§ YOUR OBJECTIVE
Filter the material, keeping only lines with the word "blurred".

§ DATA IN THIS EXERCISE
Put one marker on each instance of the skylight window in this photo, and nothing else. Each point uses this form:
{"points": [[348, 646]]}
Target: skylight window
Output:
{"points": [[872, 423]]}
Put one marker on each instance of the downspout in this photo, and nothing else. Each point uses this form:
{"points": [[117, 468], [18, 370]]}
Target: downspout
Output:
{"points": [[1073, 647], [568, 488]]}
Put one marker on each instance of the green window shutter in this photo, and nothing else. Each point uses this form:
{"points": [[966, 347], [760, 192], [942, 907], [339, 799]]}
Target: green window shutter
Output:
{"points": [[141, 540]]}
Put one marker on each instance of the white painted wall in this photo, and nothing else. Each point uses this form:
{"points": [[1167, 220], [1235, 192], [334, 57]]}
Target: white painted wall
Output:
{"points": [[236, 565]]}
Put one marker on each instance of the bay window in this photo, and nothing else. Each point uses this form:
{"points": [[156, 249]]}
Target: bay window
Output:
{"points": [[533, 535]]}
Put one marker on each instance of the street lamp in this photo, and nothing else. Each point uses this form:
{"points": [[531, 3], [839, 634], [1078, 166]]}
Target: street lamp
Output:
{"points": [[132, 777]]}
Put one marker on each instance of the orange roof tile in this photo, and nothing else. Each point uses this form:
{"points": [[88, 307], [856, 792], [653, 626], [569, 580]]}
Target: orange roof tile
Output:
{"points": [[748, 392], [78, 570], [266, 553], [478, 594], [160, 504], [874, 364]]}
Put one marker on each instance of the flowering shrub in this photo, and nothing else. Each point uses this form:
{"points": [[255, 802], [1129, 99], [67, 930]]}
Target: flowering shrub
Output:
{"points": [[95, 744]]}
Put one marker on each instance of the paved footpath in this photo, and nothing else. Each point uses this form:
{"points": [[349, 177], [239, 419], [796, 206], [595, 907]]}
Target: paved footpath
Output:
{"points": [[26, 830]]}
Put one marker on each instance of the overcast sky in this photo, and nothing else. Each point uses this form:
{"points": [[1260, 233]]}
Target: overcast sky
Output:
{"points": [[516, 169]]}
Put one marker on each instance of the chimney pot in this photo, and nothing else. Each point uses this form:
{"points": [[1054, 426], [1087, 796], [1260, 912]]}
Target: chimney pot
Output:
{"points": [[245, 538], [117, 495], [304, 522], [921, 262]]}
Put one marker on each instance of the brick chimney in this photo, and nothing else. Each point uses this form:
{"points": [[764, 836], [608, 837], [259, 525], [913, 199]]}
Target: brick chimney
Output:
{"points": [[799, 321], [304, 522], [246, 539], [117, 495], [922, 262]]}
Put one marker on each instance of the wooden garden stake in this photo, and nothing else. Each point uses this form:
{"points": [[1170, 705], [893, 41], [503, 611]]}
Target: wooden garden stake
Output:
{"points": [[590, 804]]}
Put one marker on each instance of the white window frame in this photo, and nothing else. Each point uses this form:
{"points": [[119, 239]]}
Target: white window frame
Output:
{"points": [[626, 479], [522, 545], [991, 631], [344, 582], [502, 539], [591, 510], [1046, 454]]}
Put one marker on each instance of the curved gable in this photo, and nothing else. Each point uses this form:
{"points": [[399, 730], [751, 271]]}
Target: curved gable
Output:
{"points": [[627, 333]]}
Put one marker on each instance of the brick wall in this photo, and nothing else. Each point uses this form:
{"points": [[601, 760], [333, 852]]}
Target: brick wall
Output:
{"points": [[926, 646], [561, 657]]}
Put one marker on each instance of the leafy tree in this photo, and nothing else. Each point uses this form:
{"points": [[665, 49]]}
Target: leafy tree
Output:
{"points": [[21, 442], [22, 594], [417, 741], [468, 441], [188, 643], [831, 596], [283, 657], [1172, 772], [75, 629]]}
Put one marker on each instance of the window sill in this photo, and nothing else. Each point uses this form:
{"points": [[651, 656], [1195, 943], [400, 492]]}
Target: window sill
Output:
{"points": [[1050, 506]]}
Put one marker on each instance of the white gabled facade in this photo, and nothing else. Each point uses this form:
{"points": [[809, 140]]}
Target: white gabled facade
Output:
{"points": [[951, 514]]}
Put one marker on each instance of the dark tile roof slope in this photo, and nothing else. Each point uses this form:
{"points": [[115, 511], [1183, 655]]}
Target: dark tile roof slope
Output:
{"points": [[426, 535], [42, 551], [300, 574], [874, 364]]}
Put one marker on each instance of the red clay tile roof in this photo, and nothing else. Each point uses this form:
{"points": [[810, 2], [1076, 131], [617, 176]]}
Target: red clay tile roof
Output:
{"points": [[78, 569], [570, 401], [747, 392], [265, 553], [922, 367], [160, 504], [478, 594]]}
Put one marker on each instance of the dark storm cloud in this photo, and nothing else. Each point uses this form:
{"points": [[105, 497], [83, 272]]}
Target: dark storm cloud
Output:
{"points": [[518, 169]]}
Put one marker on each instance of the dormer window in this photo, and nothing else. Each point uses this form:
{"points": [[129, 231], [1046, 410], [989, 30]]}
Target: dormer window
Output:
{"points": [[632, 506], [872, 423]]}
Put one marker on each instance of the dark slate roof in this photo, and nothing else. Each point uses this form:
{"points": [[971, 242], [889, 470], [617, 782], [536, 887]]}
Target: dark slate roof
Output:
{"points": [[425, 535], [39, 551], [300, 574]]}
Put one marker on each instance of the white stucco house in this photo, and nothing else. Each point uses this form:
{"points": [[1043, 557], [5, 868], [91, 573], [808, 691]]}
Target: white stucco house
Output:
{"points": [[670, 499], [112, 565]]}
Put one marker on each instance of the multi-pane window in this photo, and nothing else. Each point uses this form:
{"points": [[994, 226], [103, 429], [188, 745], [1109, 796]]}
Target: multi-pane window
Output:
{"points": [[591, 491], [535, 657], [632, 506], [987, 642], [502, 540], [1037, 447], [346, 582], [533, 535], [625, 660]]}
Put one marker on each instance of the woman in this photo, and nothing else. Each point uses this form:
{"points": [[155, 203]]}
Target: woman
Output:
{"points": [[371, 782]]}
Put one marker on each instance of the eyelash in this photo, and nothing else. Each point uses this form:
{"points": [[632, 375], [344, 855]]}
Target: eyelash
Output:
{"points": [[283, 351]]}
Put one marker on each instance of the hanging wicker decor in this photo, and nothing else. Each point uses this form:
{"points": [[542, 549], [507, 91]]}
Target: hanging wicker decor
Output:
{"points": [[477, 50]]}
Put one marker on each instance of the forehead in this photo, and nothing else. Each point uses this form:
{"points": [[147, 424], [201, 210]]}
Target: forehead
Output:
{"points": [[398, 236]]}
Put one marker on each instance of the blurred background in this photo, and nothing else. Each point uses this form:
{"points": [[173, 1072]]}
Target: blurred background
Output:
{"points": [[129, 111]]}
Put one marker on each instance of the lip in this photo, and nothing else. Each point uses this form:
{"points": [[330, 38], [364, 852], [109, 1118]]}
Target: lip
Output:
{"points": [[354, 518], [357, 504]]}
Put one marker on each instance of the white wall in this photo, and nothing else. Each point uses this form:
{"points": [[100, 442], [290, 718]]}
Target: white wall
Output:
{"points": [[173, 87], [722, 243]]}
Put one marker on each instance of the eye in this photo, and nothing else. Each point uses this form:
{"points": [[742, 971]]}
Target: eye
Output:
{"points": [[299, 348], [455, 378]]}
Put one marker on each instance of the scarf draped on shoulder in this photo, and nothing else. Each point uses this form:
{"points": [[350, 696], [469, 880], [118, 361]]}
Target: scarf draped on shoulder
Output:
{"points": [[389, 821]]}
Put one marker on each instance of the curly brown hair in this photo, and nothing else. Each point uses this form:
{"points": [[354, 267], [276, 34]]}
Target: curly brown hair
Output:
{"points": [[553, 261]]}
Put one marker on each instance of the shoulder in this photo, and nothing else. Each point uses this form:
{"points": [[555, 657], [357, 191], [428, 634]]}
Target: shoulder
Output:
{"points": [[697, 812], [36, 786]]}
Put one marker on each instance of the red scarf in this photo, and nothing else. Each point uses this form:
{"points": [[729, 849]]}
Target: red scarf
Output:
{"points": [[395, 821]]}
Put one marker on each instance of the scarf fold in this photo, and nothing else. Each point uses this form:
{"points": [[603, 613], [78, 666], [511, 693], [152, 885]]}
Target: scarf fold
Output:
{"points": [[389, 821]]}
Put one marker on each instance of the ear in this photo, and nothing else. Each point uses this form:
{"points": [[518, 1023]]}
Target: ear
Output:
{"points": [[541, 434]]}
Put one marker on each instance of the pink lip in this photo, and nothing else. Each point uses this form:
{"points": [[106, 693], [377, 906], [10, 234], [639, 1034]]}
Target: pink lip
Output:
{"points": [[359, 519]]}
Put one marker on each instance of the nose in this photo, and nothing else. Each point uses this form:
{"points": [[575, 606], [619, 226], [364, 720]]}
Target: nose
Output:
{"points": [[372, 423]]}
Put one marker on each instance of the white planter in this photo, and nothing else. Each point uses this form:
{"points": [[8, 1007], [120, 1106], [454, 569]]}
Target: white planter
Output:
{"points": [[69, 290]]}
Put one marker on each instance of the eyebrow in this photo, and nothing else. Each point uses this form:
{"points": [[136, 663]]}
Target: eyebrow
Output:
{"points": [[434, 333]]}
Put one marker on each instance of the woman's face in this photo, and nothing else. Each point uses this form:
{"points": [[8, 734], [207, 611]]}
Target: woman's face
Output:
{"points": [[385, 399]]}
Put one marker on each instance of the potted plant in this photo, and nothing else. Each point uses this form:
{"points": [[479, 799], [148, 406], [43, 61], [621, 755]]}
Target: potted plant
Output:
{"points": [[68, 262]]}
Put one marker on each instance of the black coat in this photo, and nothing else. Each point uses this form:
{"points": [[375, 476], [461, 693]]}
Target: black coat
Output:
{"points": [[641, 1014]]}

§ RESULT
Put one marker on each instance of the blurred background in this photo, and nothing else. Each point uses this form:
Target: blurred background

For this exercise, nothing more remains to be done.